- 保存データ
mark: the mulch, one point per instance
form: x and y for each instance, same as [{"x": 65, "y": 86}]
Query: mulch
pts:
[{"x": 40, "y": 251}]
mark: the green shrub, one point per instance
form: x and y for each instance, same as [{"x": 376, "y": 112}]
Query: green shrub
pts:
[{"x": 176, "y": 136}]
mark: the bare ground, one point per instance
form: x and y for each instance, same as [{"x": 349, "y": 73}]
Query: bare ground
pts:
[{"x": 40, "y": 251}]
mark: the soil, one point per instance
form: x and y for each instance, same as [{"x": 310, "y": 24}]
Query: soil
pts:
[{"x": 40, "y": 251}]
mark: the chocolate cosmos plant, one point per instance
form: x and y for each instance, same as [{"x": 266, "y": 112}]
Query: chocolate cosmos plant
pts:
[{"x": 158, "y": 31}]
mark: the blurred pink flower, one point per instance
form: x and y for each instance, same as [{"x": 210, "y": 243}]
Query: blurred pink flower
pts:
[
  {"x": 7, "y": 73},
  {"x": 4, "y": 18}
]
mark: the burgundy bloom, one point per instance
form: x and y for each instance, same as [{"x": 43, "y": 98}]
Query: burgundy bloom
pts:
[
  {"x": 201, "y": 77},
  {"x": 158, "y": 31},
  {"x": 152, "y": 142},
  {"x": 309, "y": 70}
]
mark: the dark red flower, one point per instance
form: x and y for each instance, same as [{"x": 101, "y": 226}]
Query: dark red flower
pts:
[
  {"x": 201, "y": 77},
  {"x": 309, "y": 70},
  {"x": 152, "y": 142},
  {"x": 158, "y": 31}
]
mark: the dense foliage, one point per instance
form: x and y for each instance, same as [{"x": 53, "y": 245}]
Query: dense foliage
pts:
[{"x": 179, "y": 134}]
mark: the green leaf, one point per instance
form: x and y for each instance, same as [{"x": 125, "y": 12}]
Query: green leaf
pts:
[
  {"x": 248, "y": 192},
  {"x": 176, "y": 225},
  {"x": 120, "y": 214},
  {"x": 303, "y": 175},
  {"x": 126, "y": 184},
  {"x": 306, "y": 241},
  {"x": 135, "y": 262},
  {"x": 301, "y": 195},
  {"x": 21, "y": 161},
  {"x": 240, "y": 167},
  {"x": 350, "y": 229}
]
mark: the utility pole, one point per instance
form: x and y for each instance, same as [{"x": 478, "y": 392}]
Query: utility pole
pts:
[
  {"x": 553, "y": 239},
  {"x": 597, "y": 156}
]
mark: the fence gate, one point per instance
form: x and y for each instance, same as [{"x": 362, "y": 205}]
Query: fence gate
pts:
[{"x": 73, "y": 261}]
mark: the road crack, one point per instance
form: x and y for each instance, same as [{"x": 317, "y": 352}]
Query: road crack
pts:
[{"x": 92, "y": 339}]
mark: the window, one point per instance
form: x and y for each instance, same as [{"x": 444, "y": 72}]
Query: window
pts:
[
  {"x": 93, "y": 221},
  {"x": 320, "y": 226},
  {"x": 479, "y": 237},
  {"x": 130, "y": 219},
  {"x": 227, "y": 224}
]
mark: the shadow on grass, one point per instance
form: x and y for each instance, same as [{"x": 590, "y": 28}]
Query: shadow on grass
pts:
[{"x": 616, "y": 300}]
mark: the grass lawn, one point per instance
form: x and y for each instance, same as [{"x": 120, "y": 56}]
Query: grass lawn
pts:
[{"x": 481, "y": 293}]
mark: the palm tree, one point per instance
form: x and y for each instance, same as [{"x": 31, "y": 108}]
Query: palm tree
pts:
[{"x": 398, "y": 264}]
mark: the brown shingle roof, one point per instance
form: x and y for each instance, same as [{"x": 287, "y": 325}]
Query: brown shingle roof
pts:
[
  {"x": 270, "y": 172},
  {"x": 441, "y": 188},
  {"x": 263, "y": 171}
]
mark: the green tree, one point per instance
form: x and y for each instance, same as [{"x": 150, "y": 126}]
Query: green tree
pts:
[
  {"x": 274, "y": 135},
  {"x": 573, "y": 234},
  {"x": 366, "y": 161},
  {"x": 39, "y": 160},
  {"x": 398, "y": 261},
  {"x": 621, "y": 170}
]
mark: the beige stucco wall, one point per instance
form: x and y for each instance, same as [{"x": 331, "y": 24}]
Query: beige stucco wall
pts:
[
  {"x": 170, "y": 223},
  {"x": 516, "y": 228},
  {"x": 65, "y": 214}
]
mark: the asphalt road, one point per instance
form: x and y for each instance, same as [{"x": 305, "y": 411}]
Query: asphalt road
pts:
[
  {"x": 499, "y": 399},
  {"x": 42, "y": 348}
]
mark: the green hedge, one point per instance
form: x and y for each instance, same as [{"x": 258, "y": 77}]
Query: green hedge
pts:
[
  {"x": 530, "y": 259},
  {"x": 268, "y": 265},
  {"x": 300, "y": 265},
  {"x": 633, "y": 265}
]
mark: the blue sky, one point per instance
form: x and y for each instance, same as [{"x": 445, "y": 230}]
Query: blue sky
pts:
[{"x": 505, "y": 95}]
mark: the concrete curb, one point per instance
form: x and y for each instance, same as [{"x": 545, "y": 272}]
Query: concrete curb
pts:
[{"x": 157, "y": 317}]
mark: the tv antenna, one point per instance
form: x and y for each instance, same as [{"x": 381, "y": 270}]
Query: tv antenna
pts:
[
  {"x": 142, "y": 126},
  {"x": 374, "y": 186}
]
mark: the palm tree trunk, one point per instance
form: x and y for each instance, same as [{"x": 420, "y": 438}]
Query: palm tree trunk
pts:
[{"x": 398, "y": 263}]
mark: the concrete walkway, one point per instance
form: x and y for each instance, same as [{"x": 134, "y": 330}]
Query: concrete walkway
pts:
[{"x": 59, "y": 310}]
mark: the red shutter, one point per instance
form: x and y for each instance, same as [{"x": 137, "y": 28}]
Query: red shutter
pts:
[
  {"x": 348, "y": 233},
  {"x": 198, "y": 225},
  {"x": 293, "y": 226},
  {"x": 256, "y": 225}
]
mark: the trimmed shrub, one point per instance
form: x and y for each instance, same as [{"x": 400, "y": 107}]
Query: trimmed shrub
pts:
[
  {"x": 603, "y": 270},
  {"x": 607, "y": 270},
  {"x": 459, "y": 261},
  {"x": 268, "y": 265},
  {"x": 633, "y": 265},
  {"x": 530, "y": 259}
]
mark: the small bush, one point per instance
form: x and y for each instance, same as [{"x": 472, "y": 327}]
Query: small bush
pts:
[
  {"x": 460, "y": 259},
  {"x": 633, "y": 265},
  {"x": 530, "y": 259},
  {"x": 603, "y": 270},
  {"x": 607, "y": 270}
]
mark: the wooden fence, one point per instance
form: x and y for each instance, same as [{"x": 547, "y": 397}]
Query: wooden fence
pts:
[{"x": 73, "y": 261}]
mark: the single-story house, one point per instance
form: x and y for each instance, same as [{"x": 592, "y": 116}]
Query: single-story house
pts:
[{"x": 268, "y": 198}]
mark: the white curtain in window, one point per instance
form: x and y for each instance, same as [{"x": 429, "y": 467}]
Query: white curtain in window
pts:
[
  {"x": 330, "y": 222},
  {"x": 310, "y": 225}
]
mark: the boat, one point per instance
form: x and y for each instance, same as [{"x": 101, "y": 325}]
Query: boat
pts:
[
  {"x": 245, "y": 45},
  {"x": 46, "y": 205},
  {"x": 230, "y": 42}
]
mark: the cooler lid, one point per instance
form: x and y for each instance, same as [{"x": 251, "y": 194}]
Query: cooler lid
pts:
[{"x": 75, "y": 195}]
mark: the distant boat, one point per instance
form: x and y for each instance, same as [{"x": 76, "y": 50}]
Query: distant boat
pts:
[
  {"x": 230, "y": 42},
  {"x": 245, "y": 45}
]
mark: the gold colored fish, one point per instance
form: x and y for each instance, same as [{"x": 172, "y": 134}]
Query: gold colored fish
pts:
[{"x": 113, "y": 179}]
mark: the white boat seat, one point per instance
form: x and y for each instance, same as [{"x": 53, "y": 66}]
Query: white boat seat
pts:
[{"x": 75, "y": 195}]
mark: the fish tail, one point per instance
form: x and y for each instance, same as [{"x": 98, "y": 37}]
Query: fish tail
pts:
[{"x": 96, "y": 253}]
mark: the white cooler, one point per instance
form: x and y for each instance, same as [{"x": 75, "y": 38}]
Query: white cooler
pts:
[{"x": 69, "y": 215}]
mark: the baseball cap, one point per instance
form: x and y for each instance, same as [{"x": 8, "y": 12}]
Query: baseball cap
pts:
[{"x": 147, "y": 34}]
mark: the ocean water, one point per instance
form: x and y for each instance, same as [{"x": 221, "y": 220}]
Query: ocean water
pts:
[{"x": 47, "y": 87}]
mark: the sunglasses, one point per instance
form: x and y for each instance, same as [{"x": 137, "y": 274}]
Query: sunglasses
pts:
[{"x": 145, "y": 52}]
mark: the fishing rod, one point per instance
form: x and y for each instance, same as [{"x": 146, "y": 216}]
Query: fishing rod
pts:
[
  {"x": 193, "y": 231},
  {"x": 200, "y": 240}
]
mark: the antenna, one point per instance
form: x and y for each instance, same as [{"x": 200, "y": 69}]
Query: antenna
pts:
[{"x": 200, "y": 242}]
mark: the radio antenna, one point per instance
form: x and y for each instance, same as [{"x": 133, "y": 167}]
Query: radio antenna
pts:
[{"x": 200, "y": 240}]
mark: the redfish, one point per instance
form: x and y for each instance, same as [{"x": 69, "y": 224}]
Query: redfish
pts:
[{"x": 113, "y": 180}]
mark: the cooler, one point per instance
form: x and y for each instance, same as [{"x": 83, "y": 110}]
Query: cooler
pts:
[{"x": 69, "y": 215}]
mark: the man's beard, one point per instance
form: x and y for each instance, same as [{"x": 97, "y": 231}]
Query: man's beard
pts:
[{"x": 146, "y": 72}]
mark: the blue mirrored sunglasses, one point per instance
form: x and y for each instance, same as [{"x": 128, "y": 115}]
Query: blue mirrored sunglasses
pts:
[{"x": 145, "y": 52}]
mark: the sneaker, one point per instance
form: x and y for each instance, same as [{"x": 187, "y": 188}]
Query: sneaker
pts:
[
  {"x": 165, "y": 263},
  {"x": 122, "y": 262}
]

- 作業目標
資料の「mark: the antenna, one point per instance」を含む行から始め、資料の最終行で止めて、その範囲の各行を1行ずつ文字列としてJSONリストに入れる。両端の行も含め、空行は除く。

- 完成した課題
[
  "mark: the antenna, one point per instance",
  "form: x and y for each instance, same as [{\"x\": 200, \"y\": 69}]",
  "Query: antenna",
  "pts:",
  "[{\"x\": 200, \"y\": 242}]",
  "mark: the radio antenna, one point per instance",
  "form: x and y for each instance, same as [{\"x\": 133, \"y\": 167}]",
  "Query: radio antenna",
  "pts:",
  "[{\"x\": 200, \"y\": 240}]",
  "mark: the redfish, one point per instance",
  "form: x and y for each instance, same as [{\"x\": 69, \"y\": 224}]",
  "Query: redfish",
  "pts:",
  "[{\"x\": 113, \"y\": 180}]",
  "mark: the cooler, one point per instance",
  "form: x and y for each instance, same as [{\"x\": 83, \"y\": 110}]",
  "Query: cooler",
  "pts:",
  "[{\"x\": 69, \"y\": 215}]",
  "mark: the man's beard, one point per instance",
  "form: x and y for each instance, same as [{\"x\": 97, \"y\": 231}]",
  "Query: man's beard",
  "pts:",
  "[{\"x\": 146, \"y\": 72}]",
  "mark: the blue mirrored sunglasses, one point per instance",
  "form: x and y for each instance, same as [{\"x\": 128, \"y\": 115}]",
  "Query: blue mirrored sunglasses",
  "pts:",
  "[{\"x\": 145, \"y\": 52}]",
  "mark: the sneaker, one point per instance",
  "form: x and y for each instance, same as [{\"x\": 187, \"y\": 188}]",
  "Query: sneaker",
  "pts:",
  "[",
  "  {\"x\": 165, \"y\": 263},",
  "  {\"x\": 122, \"y\": 262}",
  "]"
]